*WHAT YOU WILL DO*
From the records below, copy the lines that include "structure".

Natural language region descriptions
Content starts
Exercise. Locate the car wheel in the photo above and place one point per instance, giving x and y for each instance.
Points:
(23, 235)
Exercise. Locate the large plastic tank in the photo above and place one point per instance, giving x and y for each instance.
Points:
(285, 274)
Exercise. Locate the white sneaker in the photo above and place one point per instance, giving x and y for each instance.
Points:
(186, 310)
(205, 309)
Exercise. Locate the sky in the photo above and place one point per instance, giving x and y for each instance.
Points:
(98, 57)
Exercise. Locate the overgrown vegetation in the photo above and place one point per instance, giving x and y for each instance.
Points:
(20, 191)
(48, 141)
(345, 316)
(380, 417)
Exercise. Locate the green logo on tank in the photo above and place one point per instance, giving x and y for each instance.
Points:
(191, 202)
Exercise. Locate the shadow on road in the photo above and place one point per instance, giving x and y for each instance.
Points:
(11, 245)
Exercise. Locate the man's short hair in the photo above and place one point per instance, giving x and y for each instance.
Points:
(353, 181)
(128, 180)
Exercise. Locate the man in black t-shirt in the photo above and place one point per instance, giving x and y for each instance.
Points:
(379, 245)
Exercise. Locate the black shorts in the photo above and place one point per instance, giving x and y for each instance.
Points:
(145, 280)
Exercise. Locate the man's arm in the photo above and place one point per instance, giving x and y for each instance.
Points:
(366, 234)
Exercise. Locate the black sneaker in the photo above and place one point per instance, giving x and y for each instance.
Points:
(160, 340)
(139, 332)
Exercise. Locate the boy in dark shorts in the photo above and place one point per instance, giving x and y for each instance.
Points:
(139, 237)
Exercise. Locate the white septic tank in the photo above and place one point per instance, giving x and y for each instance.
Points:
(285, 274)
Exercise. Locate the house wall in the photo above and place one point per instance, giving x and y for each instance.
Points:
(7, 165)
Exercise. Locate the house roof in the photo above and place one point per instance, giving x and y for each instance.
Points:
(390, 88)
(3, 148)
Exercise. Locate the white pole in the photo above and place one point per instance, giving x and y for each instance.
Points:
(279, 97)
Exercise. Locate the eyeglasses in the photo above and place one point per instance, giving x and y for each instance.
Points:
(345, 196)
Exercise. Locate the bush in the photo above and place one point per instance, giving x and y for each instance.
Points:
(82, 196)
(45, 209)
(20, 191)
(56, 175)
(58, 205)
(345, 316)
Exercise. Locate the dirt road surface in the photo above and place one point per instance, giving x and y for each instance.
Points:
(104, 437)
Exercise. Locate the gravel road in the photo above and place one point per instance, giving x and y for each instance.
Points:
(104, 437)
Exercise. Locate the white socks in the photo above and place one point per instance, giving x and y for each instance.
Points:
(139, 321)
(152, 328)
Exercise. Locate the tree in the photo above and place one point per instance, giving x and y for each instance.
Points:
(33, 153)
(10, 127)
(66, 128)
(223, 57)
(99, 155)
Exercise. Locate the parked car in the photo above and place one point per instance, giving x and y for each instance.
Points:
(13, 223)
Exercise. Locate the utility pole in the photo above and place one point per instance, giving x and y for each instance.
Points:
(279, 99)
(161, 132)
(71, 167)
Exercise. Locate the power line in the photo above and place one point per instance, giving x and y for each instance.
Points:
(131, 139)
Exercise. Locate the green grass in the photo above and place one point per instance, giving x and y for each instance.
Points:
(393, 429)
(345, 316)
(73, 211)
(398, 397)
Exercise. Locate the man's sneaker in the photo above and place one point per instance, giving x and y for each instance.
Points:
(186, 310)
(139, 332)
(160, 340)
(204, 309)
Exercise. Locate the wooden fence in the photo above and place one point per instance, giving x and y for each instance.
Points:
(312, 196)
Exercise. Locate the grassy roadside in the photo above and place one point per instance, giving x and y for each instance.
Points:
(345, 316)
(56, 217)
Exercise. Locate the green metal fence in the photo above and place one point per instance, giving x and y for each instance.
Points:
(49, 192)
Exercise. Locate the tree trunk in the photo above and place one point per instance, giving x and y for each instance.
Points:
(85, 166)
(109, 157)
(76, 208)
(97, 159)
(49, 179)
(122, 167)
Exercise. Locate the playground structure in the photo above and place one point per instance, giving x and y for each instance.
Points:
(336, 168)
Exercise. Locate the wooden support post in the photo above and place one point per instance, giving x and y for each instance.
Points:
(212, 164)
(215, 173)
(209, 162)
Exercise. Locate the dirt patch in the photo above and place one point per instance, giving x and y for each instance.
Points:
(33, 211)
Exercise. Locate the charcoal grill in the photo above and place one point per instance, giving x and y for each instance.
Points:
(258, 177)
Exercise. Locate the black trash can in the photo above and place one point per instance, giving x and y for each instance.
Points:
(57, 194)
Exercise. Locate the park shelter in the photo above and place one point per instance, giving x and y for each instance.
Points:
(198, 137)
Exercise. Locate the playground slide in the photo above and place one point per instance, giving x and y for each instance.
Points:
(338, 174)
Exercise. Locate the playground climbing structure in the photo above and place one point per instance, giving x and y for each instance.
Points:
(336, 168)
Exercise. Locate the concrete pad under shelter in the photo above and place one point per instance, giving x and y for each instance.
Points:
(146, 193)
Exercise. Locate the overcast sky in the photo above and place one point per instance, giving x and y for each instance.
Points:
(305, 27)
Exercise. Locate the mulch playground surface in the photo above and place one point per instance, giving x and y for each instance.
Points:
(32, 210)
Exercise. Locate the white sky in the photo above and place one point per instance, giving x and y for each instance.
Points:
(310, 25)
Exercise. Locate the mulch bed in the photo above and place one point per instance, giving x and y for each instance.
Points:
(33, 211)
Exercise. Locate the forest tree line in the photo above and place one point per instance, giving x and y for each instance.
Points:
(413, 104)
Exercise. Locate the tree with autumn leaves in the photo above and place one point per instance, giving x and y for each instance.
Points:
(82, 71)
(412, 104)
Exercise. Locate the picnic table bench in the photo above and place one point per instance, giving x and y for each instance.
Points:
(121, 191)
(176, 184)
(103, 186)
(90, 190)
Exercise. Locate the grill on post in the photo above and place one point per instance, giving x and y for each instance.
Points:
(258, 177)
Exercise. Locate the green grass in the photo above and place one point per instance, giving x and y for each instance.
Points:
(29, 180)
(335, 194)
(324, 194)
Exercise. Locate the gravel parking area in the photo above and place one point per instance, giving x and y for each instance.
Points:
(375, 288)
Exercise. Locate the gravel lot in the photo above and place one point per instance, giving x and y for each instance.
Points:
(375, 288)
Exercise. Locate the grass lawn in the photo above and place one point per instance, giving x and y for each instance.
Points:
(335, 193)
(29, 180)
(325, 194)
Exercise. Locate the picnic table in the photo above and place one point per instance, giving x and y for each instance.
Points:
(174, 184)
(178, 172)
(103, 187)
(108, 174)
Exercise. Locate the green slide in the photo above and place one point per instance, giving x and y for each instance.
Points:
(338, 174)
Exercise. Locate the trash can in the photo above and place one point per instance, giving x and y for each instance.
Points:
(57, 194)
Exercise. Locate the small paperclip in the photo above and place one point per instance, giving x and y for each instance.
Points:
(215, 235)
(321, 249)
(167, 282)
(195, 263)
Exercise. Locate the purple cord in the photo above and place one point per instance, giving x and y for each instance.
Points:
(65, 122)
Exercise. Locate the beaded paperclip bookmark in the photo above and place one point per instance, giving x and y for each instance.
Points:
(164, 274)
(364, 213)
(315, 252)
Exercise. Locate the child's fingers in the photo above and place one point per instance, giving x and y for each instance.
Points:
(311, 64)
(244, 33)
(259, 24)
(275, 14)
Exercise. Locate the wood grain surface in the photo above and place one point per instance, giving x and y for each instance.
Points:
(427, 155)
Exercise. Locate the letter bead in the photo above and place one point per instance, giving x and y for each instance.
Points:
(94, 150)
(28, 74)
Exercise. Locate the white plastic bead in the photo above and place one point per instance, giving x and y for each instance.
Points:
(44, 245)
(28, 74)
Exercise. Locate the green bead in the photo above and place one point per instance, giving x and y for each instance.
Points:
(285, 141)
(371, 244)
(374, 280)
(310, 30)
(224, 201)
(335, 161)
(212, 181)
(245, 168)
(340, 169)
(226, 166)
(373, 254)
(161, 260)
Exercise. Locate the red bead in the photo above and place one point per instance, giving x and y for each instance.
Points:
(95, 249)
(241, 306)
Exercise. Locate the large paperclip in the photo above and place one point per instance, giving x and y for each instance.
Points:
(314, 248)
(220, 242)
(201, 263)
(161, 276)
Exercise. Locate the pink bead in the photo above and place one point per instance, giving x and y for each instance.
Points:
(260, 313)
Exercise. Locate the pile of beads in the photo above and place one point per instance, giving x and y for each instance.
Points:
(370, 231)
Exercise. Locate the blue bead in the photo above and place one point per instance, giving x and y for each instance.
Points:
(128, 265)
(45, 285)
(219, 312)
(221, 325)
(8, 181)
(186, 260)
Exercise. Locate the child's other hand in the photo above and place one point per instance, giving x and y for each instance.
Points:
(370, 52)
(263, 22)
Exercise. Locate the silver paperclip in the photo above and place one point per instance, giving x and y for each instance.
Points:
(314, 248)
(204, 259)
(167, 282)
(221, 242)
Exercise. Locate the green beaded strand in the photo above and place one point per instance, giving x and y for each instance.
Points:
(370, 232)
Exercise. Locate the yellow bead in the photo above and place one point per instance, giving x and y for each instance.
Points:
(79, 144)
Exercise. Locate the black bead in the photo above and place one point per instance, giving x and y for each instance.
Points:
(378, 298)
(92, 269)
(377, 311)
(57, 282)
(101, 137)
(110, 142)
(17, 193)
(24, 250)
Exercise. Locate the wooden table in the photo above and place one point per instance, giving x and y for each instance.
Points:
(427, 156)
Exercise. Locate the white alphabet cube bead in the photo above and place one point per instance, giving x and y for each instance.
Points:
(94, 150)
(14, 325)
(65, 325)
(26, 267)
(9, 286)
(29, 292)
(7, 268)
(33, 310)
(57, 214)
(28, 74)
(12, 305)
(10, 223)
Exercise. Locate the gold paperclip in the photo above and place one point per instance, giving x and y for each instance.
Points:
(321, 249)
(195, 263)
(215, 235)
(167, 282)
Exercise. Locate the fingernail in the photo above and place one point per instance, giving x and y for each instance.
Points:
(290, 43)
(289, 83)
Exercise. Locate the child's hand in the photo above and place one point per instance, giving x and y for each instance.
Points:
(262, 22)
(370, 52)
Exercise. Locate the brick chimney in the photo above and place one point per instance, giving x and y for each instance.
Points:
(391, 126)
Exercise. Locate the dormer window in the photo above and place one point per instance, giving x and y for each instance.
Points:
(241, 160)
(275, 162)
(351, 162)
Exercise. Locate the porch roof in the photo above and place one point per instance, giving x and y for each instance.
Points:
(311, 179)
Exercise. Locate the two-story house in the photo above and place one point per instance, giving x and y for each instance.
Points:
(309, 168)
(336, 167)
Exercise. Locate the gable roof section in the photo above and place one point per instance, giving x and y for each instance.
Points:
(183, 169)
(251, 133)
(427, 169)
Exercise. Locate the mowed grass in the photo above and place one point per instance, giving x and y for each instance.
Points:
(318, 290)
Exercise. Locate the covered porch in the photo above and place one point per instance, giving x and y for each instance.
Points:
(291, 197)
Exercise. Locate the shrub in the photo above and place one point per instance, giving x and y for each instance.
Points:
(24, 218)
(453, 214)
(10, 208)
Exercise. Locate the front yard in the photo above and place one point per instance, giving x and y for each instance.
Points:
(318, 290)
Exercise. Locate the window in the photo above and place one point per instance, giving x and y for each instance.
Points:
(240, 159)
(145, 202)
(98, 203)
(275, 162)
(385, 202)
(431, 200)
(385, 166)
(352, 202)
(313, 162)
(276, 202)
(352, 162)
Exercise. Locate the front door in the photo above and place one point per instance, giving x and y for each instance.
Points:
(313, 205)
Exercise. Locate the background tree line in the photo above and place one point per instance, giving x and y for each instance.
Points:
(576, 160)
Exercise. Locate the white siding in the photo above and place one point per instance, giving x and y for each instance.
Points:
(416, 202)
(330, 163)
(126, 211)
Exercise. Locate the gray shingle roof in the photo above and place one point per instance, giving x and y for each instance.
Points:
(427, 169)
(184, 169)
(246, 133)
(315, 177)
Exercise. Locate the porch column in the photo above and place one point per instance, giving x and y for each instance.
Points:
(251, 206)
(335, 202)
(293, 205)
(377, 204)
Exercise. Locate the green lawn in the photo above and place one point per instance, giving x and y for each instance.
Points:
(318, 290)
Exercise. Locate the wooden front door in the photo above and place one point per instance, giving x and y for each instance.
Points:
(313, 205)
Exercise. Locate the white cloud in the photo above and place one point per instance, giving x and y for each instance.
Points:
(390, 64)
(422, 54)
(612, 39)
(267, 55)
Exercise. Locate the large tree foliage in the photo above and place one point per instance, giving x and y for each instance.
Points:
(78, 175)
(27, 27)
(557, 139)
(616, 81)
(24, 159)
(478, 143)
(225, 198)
Content ends
*OUTPUT OF THE EXERCISE*
Exercise. Locate the playground structure in the photo above and place one point per instance, giving x and y for each instance.
Exercise. Locate the playground climbing structure in the photo above and place one point per instance, giving x and y for each instance.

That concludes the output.